**Exercise brief**
The line containing "Target: white rose" and every line after it through the end of the records: return those exactly, and nothing more.

**Dataset**
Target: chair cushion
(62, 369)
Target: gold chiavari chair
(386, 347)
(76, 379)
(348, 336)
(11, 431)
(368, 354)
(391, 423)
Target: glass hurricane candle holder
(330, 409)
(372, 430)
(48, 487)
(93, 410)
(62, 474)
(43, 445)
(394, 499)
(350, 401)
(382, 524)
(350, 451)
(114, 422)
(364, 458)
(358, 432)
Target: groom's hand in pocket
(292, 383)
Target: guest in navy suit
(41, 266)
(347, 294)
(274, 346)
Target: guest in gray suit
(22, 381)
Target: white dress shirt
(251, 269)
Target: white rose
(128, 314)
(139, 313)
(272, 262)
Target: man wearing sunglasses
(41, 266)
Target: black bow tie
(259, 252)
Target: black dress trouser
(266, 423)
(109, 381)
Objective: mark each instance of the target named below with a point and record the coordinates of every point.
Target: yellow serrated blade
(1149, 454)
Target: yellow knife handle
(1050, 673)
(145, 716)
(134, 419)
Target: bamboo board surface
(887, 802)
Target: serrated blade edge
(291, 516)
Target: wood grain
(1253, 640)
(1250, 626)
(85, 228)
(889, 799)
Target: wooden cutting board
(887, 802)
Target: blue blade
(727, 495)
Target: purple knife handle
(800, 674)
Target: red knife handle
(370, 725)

**Reply**
Target: white rose
(128, 314)
(139, 313)
(272, 262)
Target: man wearing sunglasses
(41, 266)
Target: black bow tie
(259, 252)
Target: black dress trouser
(266, 423)
(109, 381)
Objective: mark each instance of the target named below with a point and record the coordinates of every point.
Target: yellow serrated blade
(1149, 454)
Target: yellow knife handle
(1050, 673)
(145, 716)
(134, 419)
Target: bamboo board surface
(887, 802)
Target: serrated blade edge
(291, 516)
Target: wood grain
(1253, 640)
(1250, 626)
(85, 228)
(889, 799)
Target: wooden cutting board
(887, 802)
Target: blue blade
(727, 495)
Target: purple knife handle
(800, 674)
Target: red knife handle
(370, 725)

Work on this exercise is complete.